- PAGE EXTRACT
+ + +

Afterward I caught the 14 and went to Cafe Babar where J. was working and had a few beers. I wanted to wind down from the police run-in at the airport.
We hung out and played pool. T. and I smoked out together and I helped them clean and shutdown the bar. We had a couple of beers. Later, I shared a cab with J. who lives in my neighborhood, and went home.
Sunday, I got up and Rigo 96 called from the airport. He told me his story about missing his flight because a man at the airport gave him wrong information regarding his connection. I told him my story about the cop and his truck. It was still raining and we agreed it would be a bad idea to try to drive the truck out to the airport without lights. Rigo had to catch a bus to my house because I had his keys.
Rigo 96 got to my house and we went to lunch at Art’s Barbecue. The 49’ers were playing the Eagles in the playoffs and a television in the back of the little joint was broadcasting the game. It was still raining and blustery. The field at Candlestick Park was wet and muddy and the conditions for the game were terrible. Rigo and I sat and had lunch and chatted about a number of things.
After lunch we walked in the rain down Church Street until the 22 came. We boarded it and rode down to Mission Street where we were going to transfer to the 14 to go to his house.
Before the 14 came, I bought a December fastpass off an old guy standing at the corner there at 16th and Mission. The guy sold me the pass for $2. There were only two days left in the year, but the fastpass is usually good for a grace period of three days into next month and I knew I’d be traveling downtown on at least the last two days of the year to temp in the law office again so I’d save money (at least $2).
We went to Rigo’s place and he checked his messages. Some friends of his were having a dinner get together in the evening in the East Bay. The group was comprised of artists and painters of some of the most famous and beautiful murals of the last twenty years in the Bay Area, Los Angeles and beyond.
The tradition of mural art in San Francisco is old and includes in its history the period after the turn of the century centered around the Mexican Revolution when Diego Rivera was living and painting here at places like the San Francisco Art Institute. Rigo, a graduate of that same school, was asked to bring slides of some of his own murals to the dinner party. The artists were planning to share perspectives on their work after eating. Dinner was to be centered around turkey lasagna. Rigo invited me to join him and I was happy to accept.

+ + +

- INFORMATION SUPPLIED
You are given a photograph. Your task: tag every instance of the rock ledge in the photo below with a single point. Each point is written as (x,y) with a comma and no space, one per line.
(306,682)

+ + +

- TO BE DONE
1. Do these statements agree with the San Francisco weekend account? Give yes or no for each, with the deciding words of the account quoted exactly.
(a) The December fastpass cost $2.
(b) Rigo missed his flight because of the rain.
(c) Rigo drove his truck to the narrator's house.
2. Can you extend the San Francisco weekend account, starting right after its final sentence about accepting the dinner invitation?

- ANSWERS BY TASK
1.
(a) Yes: "The guy sold me the pass for $2."
(b) No: "because a man at the airport gave him wrong information regarding his connection."
(c) No: "Rigo had to catch a bus to my house because I had his keys."

2.
It was still early in the afternoon and dinner wasn’t until 7:00, so we decided we should make the pickup truck drivable because we were planning to be on the Bridge at night and it wouldn’t do to have the headlights out. We smoked a little pinner of a joint, grabbed up a couple of screwdrivers and went to the auto parts store. We bought new bulbs and some transparent reflective tape and were able to fix not only the headlight but the broken turn signals as well. We did the work in the parking lot of the store. Just as we turned the last screw in the headlight to align it, the sun was going down so we ended up needing the lights for the drive home from the auto parts store.
Before we went to the East Bay we went to see one of Rigo’s friends who was also having a party that evening. C. has a studio in the SOMA-area called Refusalon.
C’s own studio is a narrow little job and clean and sparse with art on the walls. We chatted with C. and his friend H. They had a beautiful dog named Sally there. She has enormous black eyes and a beautiful face and disposition.
We visited with C. and H. for a few minutes. We got to see some of C.’s work and it was quite nice. There was a carved wood piece which I particularly liked.
Rigo told me that C. had an enormous Cadillac which he had obtained from another artist some time ago. He had organized a group of students he was teaching to assist him in making an art piece of the car. The Cadillac was covered in pennies.
C. told us he had the Caddy parked out behind the studio so on the way we drove around to the parking lot to check it out. The Cadillac has a brown hardtop shell which comes midway over the backseat. Other than this part of the Coupe De Ville, every inch of the vehicle is covered in copper pennies. The pennies have been affixed to the paint job permanently. The license plate reads, “0 Cents”.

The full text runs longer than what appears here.